SOURCE EXTRACT =
-------

Until the 2009 accident, he had been “an up-and-down Christian.” “My faith has gotten a whole lot deeper,” he says. “When the accident happened, God’s hand was on me immediately. I am ADD, had always been rushing around. There is no way that someone like me could be calm and peaceful in a wheelchair without God’s grace.” At night, he says, he thanks God and prays to Jesus for healing. And he is not alone. Prayer warriors, he says, abound – in Fayetteville and in Dallas.
Tommy started in commercial real estate at Transwestern in Dallas, and he still has many friends there. Thirteen years ago, he co-founded a commercial real estate company, Sage Partners, in Fayetteville. Friends in both cities have put on fundraisers to support his monthly care that insurance won’t cover. Just recently in Dallas, a “Tommy’s Nite Out” fundraiser raised over $350,000.
Why does it take so much money? Because of the caregivers. (He calls them “angels.”) He made a choice when the accident happened: “If you’re negative, you won’t last very long. No sitting in a corner watching Andy Griffith reruns for me. I chose to go positive,” he said. Today, he still practices his real estate business – and loves working “deals.” “That’s when the adrenaline flows!”
His faith and his response to this tragedy
What is his reality? All sensation is in his face and head. He can’t move – can’t even scratch his nose. But he can talk – and taste! Which, he says, is unusual for his type of injury. A typical day comprises four hours in the morning when two people clean, feed, dress him. There is a respiratory routine that “sucks junk out of my lungs.” Then one woman takes him to work, and he dictates to her. He does deals. “I’m trying to get a four-wheel drive to be able to work on a large land development deal!” Then another caregiver at night spends four more hours to get him ready for bed.
At one point, his son Ross exclaims, “I have never heard him complain once!” It was visceral – it had to come out. Robyn sat next to Tommy the whole time, her hand over his, and said, “Tommy has always put other people first – isn’t that true, Ross?” Her voice catches and Ross nods. “The caregivers want to take care of him,” she says. “He’s someone you want to be around all of the time.”
And I could see why. If you’re a little blue and want to feel better, just figure out some way to be around Tommy Van Zandt.

-------

DATA RECORDS =
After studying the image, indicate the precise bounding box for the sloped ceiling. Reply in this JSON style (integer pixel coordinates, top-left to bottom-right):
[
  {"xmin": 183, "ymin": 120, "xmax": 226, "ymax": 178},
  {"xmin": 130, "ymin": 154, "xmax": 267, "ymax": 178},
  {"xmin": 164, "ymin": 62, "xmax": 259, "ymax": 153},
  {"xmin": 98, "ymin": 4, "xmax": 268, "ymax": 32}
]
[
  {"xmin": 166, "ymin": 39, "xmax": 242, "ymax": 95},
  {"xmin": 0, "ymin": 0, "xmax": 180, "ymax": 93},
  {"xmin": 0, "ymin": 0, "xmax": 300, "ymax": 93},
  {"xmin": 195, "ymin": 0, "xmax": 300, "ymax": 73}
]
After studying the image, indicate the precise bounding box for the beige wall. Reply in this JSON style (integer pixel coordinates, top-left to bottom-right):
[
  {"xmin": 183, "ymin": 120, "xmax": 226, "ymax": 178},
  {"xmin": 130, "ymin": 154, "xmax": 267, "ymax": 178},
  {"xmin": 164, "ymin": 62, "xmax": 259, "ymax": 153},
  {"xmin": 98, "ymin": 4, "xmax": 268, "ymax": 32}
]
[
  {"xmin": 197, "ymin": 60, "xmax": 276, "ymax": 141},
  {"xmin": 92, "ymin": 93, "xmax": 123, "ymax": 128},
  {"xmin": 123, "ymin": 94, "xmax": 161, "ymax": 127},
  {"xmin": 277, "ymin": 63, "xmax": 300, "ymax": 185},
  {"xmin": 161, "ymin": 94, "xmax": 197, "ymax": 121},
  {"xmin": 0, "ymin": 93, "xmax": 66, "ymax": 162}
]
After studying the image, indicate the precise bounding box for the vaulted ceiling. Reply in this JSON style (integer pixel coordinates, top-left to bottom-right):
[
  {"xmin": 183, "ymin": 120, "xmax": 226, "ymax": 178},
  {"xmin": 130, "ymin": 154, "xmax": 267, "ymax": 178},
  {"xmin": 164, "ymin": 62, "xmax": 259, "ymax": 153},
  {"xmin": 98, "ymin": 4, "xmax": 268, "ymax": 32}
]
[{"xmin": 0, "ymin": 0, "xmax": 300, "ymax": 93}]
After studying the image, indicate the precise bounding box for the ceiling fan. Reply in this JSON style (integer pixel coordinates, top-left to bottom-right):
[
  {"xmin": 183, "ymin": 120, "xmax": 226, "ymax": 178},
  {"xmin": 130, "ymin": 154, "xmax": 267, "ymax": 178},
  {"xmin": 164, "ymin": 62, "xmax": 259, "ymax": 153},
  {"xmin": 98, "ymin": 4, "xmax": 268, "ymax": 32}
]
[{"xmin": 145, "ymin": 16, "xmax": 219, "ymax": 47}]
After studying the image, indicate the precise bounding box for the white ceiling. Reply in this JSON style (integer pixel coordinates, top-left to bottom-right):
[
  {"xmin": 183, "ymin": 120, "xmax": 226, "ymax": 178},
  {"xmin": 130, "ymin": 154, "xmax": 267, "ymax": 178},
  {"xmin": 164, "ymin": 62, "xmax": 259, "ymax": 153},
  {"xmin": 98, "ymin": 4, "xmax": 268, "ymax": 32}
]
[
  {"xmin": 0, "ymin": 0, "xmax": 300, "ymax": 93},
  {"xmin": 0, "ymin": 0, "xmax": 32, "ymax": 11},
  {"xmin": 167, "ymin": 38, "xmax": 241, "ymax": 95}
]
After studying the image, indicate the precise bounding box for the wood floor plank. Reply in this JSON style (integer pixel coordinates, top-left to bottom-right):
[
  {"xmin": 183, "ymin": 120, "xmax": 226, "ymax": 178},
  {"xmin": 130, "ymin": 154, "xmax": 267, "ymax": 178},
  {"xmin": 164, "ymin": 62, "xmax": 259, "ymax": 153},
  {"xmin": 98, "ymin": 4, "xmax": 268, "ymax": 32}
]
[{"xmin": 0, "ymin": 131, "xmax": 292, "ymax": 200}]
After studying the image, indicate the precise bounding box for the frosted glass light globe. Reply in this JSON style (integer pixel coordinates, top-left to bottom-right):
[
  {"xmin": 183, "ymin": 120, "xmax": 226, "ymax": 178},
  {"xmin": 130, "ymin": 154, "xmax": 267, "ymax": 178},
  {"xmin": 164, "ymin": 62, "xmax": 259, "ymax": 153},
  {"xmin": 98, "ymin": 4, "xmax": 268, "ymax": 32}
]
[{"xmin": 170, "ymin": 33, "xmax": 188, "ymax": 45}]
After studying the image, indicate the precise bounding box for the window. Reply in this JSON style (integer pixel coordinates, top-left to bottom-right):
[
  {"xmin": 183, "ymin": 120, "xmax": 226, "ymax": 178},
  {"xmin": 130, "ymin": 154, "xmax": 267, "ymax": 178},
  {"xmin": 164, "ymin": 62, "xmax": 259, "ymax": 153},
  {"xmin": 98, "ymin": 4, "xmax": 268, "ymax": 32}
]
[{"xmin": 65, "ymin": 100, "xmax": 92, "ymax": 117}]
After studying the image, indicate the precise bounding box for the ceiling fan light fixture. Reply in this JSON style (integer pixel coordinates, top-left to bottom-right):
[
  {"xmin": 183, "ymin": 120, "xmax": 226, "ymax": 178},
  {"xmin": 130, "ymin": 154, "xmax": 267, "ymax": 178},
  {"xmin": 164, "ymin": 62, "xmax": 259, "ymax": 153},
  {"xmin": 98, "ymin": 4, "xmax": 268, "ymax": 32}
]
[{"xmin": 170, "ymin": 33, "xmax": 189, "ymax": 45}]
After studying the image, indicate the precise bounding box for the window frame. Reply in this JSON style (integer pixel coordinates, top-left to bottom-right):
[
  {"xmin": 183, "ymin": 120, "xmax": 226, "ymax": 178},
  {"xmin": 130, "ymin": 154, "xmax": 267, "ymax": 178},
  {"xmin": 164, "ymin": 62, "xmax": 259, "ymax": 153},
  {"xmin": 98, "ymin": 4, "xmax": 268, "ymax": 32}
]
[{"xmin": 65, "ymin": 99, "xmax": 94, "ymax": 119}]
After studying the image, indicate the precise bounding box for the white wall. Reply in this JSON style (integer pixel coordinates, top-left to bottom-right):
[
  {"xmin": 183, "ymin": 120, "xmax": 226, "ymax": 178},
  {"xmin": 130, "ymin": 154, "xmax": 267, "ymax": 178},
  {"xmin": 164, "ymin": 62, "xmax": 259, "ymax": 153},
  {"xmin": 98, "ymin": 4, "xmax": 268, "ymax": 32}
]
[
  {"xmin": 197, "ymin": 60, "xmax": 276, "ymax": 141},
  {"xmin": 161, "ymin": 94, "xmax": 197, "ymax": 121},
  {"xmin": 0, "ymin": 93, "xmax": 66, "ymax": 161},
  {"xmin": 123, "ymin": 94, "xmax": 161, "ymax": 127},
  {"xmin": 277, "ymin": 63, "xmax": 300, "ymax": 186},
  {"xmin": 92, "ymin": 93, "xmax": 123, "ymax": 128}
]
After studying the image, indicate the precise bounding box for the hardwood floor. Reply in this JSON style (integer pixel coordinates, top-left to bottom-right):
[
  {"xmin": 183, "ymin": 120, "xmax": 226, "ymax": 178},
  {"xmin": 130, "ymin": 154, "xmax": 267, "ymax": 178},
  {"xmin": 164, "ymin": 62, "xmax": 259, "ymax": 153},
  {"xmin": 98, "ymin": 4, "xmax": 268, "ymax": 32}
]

-------

TASK REQUIREMENTS =
A: Please transcribe the passage of the article about Tommy Van Zandt from "Until the 2009" up to and including "and in Dallas.".
B: According to the article about Tommy Van Zandt, how much did the recent "Tommy's Nite Out" fundraiser in Dallas raise?

TASK-BY-TASK RESULTS =
A:
Until the 2009 accident, he had been “an up-and-down Christian.” “My faith has gotten a whole lot deeper,” he says. “When the accident happened, God’s hand was on me immediately. I am ADD, had always been rushing around. There is no way that someone like me could be calm and peaceful in a wheelchair without God’s grace.” At night, he says, he thanks God and prays to Jesus for healing. And he is not alone. Prayer warriors, he says, abound – in Fayetteville and in Dallas.

B: Over $350,000.